* _Your goal_
Reproduce every entry in the listing without alteration.

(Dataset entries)

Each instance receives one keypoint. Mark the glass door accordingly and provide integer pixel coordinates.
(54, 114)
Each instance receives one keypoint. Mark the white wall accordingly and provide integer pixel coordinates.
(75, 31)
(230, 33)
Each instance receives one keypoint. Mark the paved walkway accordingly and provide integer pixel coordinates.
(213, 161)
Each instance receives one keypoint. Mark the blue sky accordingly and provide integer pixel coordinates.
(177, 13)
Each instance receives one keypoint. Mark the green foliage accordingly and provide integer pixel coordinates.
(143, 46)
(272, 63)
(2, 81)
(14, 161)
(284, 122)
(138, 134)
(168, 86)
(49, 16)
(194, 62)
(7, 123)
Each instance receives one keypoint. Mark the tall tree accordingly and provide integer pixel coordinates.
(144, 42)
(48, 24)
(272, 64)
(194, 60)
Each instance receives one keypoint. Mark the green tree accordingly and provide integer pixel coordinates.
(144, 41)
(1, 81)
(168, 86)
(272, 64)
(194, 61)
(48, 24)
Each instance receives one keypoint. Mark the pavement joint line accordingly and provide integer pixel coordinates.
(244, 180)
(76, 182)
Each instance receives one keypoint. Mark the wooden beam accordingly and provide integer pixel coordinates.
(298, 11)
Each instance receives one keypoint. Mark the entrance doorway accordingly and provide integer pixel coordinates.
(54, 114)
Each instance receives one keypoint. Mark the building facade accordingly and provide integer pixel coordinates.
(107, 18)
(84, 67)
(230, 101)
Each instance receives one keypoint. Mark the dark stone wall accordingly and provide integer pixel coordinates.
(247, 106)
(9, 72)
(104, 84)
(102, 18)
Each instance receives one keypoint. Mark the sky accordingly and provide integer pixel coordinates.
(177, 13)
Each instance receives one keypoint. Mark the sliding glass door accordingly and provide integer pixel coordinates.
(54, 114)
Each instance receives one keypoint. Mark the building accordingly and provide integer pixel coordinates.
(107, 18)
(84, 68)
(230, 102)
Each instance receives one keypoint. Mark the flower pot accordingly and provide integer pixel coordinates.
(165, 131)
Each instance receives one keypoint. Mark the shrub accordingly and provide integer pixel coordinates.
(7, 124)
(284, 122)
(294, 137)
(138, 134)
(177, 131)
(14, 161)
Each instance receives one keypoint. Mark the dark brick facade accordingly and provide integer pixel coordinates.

* _Task answer_
Each instance receives one keypoint. Mark the glass door accordingly and provide integer pixel coordinates.
(54, 114)
Each instance receives one keypoint. Mark the white wall accordingly and provide integer pixel coordinates.
(75, 31)
(230, 33)
Each instance receives one keypoint. Mark the paved walkway accordingly and provide integer pixel coordinates.
(213, 161)
Each instance receives one keypoint. Mark the blue sky accordingly and provide integer pixel coordinates.
(177, 13)
Each instance receives one keypoint. Mark the green foliage accordingly and provide integer pixel coordinates.
(143, 46)
(272, 63)
(2, 81)
(14, 161)
(284, 122)
(138, 134)
(168, 86)
(49, 16)
(194, 62)
(7, 123)
Each instance receives one keypoint. Mark the tall tree accordingly and provide integer pixel coordinates.
(144, 42)
(48, 24)
(272, 64)
(194, 60)
Each instance receives one keypoint. Mark the green tree accordingly and provide integer pixel coordinates.
(144, 41)
(1, 81)
(168, 86)
(272, 64)
(194, 61)
(48, 24)
Each instance receives one keypoint. Mark the pavement joint line accordingly and provide integer pixel coordinates.
(244, 180)
(76, 182)
Each instance receives one keypoint. Mark the wooden beam accordingly and provide integer pixel coordinates.
(298, 11)
Each instance receives one keypoint. Mark the entrance doorway accordingly and provide integer pixel coordinates.
(54, 114)
Each instance receives one keypoint. Mark the building facade accordingly and provide integer pixel coordinates.
(107, 18)
(84, 67)
(230, 101)
Each instance receives one keypoint. Mark the dark stone wall accordingly and provide integer pixel coordinates.
(247, 106)
(9, 72)
(104, 84)
(102, 18)
Each instance receives one keypoint. Mark the sky accordingly and provide integer pixel coordinates.
(177, 13)
Each instance receives one keypoint. Mark the sliding glass door accordingly and provide integer pixel coordinates.
(54, 114)
Each instance receives one keypoint. Mark the building accordingly and provide integer pixel coordinates.
(107, 18)
(84, 68)
(230, 102)
Each instance receives one keypoint. Mark the flower pot accordingly and provide integer pixel coordinates.
(165, 131)
Each instance receives one keypoint. Mark the shrub accordingly and provide integer pixel coordinates.
(7, 124)
(284, 122)
(294, 137)
(138, 134)
(177, 131)
(14, 161)
Each instance receives one keypoint. Mark the dark brick facade accordingly and provide integer pixel coordinates.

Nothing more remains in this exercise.